## EXERCISE REQUIREMENTS
1 – In the passage on the co-rolled film, what tensile strength value is reported for the co-rolled film?
2 – Write the next part of the passage on the co-rolled film, picking up right after its final sentence.
##### DOCUMENT SECTION
With these optimized fabrication parameters, a fast line speed (4 m min−1) could be realized in our laboratory roller machine to fabricate a thin SSE layer compared to other published works (Supplementary Fig. 11), demonstrating its potential capability of high-throughput fabrication. Moreover, SEM images and energy dispersive X-ray spectroscopy (EDS) mapping of a co-rolled film showed a dense surface of LPSCl on SSE side (Fig. 2h), intimate coverage of SC-NCM with LPSCl on positive electrode side (Fig. 2i), and desired SSE-positive electrode interphase from a cross-section (Supplementary Fig. 12). Micro-computed tomography (CT) reconstruction of co-rolled film further confirmed the structure of SSE and positive electrode on a larger scale (Fig. 2j). The bulk and surface properties of SSE and positive electrode sides were also confirmed with X-ray diffraction (XRD) (Supplementary Fig. 13) and X-ray photoelectron spectroscopy (XPS) (Supplementary Fig. 14).
Physical, mechanical, and electrochemical properties of co-rolled film
The co-rolled film exhibited improved physical properties despite a thin SSE layer (50 µm). The film showed good flexibility (Fig. 3a), recoverability (Supplementary Fig. 15) and integrity that are difficult to achieve with a thin SSE freestanding film. The tensile strength value of co-rolled film (0.510 N cm−1) was approximately a sum of freestanding SSE and positive electrode films (0.049 and 0.441 N cm−1) (Fig. 3b). This indicates that the mechanical property of co-rolled film is determined by both SSE and positive electrode layers instead of only SSE layer, which greatly benefits the mechanically fragile SSE layer. Compared to other published works, this co-rolling dry-process utilized the lowest binder content (<0.1 wt%) and still enabled a thin SSE layer (50 µm), demonstrating the effectiveness of this co-rolling dry-process for fabricating thin and robust SSE layer with minimal binder reliance35,46,47,48,49,50 (Fig. 3c and Supplementary Table 1).
a Flexibility test of co-rolled film. b Tensile strength measurement of SSE and positive electrode freestanding films and co-rolled film. Data are presented as mean values with standard deviation, n = 5 independent replicates. c Comparison of SSE binder content and SSE thickness with other published works on dry-processed SSE film35,46,47,48,49,50. d Peel-off test of freestanding films after lamination. e Side-view SEM image of freestanding films. f Schematic of freestanding films showing partially attached SSE-positive electrode interface and limited interface adhesion. g Peel-off test of co-rolled film. h Side-view SEM image of co-rolled film. i Schematic of co-rolled film showing binder-VGCF network and improved interface adhesion. j Schematic illustrating shearing effect on the interface: binder fibrillation and contact formation. k SEM images and l schematics of freestanding and co-rolled films showing heterogenous interface and fused interface, respectively, after press. Yellow spheres represent SSE and gray spheres represent CAM. Source data are provided as a Source Data file.
##########
##### DATASET RECORDS
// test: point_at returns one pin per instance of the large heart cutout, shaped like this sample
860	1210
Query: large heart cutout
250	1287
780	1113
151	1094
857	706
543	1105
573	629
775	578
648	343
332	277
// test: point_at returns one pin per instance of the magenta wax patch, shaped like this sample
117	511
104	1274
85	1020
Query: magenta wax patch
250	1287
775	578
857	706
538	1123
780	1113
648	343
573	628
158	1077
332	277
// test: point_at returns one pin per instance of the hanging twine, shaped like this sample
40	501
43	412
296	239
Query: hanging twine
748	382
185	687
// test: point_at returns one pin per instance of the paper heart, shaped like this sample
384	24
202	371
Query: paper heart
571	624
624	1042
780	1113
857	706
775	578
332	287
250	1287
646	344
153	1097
##########
## TASK ANSWERS
1 – 0.510 N cm−1

2 –
To understand the integrity of two layers, peel-off tests were conducted on freestanding and co-rolled films. Firstly, freestanding films after lamination showed completely detached SSE and positive electrode layers on the first trial of peel-off (Fig. 3d and Supplementary Movie 1). The interface structure of the freestanding films was investigated after tearing the film. A side view of freestanding films typically displayed a large gap between positive electrode and SSE layers (Supplementary Fig. 16a) and a partially attached interface that was insufficiently formed (Fig. 3e). This partially attached interface leads to limited interface adhesion for freestanding films, resulting in an easily separable interface (Fig. 3f). On the other hand, SSE layer of co-rolled film could not be detached until the tenth trial of peel-off (Fig. 3g and Supplementary Movie 2). A side view of co-rolled film also showed a well-attached SSE and positive electrode layers (Supplementary Fig. 16b). Interestingly, the positive electrode layer was still entirely attached to the SSE layer even with a slight separation that was caused by tearing the film (Fig. 3h), indicating a robust adhesion of SSE and positive electrode layers. Furthermore, a fibrillated network of binder-VGCF revealed at the separated region near the interface explains the robust adhesion of the SSE-positive electrode interface (Supplementary Fig. 17). Thus, a network-reinforced interface structure of co-rolled film enables the improved physical properties and structure integrity of SSE-positive electrode layers (Fig. 3i).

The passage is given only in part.